# What is needed:
Print every line of the listing exactly, please.

# Extracted information:
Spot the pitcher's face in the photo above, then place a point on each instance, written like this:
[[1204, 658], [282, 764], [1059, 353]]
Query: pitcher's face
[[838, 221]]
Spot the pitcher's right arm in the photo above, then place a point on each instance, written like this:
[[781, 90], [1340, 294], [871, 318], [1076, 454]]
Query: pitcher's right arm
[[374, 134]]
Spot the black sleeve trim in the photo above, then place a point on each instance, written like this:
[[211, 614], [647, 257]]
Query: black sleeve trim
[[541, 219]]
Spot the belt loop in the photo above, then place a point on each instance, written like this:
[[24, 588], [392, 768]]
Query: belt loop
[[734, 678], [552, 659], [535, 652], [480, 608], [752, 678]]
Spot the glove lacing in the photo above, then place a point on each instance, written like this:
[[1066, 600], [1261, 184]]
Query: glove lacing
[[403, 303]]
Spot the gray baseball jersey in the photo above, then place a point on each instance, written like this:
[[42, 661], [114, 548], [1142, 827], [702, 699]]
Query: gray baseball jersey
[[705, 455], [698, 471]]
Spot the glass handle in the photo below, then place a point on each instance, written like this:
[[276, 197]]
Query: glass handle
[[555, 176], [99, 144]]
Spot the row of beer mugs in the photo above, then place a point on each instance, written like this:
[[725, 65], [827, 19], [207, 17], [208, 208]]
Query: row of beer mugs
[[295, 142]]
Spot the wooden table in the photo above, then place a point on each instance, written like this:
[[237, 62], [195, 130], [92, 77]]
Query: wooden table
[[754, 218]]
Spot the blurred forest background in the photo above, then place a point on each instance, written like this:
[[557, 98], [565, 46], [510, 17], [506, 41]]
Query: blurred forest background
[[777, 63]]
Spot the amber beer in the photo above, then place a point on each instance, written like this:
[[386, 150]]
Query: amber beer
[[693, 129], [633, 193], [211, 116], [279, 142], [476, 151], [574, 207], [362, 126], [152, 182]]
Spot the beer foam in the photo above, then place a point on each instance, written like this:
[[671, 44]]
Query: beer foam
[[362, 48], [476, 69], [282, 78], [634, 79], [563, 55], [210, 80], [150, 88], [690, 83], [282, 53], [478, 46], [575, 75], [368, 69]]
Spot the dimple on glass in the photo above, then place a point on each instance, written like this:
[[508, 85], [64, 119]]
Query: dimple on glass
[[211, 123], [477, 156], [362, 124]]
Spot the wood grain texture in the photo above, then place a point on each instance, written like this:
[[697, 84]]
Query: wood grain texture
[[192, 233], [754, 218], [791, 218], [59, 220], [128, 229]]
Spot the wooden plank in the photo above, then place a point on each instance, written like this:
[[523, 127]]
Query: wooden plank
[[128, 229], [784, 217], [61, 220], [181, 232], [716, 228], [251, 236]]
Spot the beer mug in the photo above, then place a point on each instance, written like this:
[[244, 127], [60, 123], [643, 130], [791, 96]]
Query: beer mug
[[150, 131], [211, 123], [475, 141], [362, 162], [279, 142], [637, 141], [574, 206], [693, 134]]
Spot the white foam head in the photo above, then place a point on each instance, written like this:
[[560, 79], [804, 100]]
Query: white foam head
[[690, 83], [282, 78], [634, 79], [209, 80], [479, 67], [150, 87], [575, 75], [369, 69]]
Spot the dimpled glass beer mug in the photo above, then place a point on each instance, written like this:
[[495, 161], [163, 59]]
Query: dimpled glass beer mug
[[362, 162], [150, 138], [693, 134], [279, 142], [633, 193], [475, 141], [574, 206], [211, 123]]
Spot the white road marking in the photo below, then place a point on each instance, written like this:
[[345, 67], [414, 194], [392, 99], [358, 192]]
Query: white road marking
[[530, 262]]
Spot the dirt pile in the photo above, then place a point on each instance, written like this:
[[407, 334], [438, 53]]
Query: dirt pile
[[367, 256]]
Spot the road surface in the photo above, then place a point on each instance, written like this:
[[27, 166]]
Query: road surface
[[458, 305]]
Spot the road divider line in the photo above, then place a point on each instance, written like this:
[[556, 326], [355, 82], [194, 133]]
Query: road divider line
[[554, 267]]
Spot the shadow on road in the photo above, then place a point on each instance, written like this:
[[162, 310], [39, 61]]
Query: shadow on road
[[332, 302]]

# Result:
Spot the pitcher's face in the photo above, then place a point on each instance, written like this:
[[1204, 658], [282, 764], [1059, 353]]
Query: pitcher's face
[[838, 221]]
Spot the pitcher's right arm in the photo above, then place a point on each instance, written like this:
[[781, 90], [1340, 294], [871, 318], [1076, 454]]
Query: pitcher's right arm
[[374, 134]]
Spot the black sleeve trim in the photo above, then place a point on each instance, written like this:
[[211, 614], [647, 257]]
Query: black sleeve trim
[[541, 219]]
Spot the belt loop in the photo above, then place a point on each instance, written like this:
[[24, 588], [392, 768]]
Query: belt loop
[[734, 678], [552, 659], [535, 652], [480, 608], [752, 678]]
Spot the glove lacing in the photo above, then place a point on each instance, written like this:
[[1066, 600], [1261, 184]]
Query: glove lacing
[[403, 303]]
Spot the gray baseball jersey in the photo above, then place a point on each instance, written like this:
[[42, 661], [114, 548], [1142, 827], [702, 699]]
Query: gray baseball jersey
[[705, 455], [698, 471]]
Spot the glass handle in the photo below, then place a point on each instance, written like this:
[[276, 197]]
Query: glass handle
[[555, 176], [99, 144]]
Spot the row of beer mugs in the photo above, then place a point on each instance, written like this:
[[725, 65], [827, 19], [207, 17], [208, 208]]
Query: row of beer mugs
[[295, 142]]
Spot the wooden table in the photo above, then place a point on each instance, written like this:
[[237, 62], [195, 130], [92, 77]]
Query: wooden table
[[754, 218]]
Spot the blurred forest background in the photo above, then place a point on each instance, written like this:
[[557, 98], [565, 46], [510, 17], [506, 41]]
Query: blurred forest background
[[777, 63]]
Spot the amber beer in the photo above, then place a point on each instance, written like this:
[[386, 150]]
Query: amber beer
[[693, 129], [633, 193], [211, 116], [279, 142], [476, 151], [574, 207], [362, 126], [152, 182]]
Spot the beer foam in the photo above, then place a point on each instance, written like this:
[[671, 44]]
Query: beer foam
[[362, 48], [476, 69], [282, 78], [634, 79], [563, 55], [210, 80], [150, 88], [690, 83], [282, 53], [478, 46], [575, 75], [368, 69]]
Spot the dimple on glass in the photo above, then place a point on each instance, written like this:
[[508, 85], [64, 119]]
Query: dimple on glass
[[211, 123], [477, 156], [362, 124]]
Spot the wood grain texture in the photo above, then place a point on each instance, written like this:
[[697, 84]]
Query: wood grain texture
[[192, 233], [754, 218], [791, 218], [59, 220], [128, 229]]
Spot the wooden plank in the photo above, then place a point on each instance, written like this:
[[523, 127]]
Query: wooden plank
[[128, 229], [784, 217], [61, 220], [181, 232], [716, 228], [251, 236]]
Spot the beer mug in the photo above, then place a point on each instance, written like this:
[[244, 127], [60, 123], [643, 130], [791, 96]]
Query: beer mug
[[150, 131], [211, 123], [475, 141], [362, 162], [279, 142], [637, 141], [574, 206], [693, 134]]
Spot the white foam head in the photo above, then place a point on each instance, written like this:
[[560, 79], [804, 100]]
Query: white foam head
[[690, 83], [282, 78], [634, 79], [209, 80], [479, 67], [150, 87], [575, 75], [369, 69]]
Spot the dimpled glass beer mug in the photo above, then place a point on each instance, written like this:
[[495, 161], [163, 59]]
Query: dimpled glass beer mug
[[362, 162], [150, 138], [693, 134], [279, 142], [633, 193], [475, 141], [574, 206], [211, 123]]
Spot the white road marking in the photo below, then place a point on each instance, written like this:
[[345, 67], [414, 194], [392, 99], [358, 192]]
Query: white road marking
[[530, 262]]
Spot the dirt pile in the photo above, then place a point on each instance, written like this:
[[407, 334], [438, 53]]
Query: dirt pile
[[367, 256]]
Spot the road surface in the photo above, then place a point on each instance, written like this:
[[27, 166]]
Query: road surface
[[458, 305]]
Spot the road divider line in the photo above, then place a point on each instance, written like this:
[[556, 326], [355, 82], [194, 133]]
Query: road divider line
[[554, 267]]
Spot the shadow on road in the photo above, then place a point on each instance, written like this:
[[162, 310], [39, 61]]
Query: shadow on road
[[332, 302]]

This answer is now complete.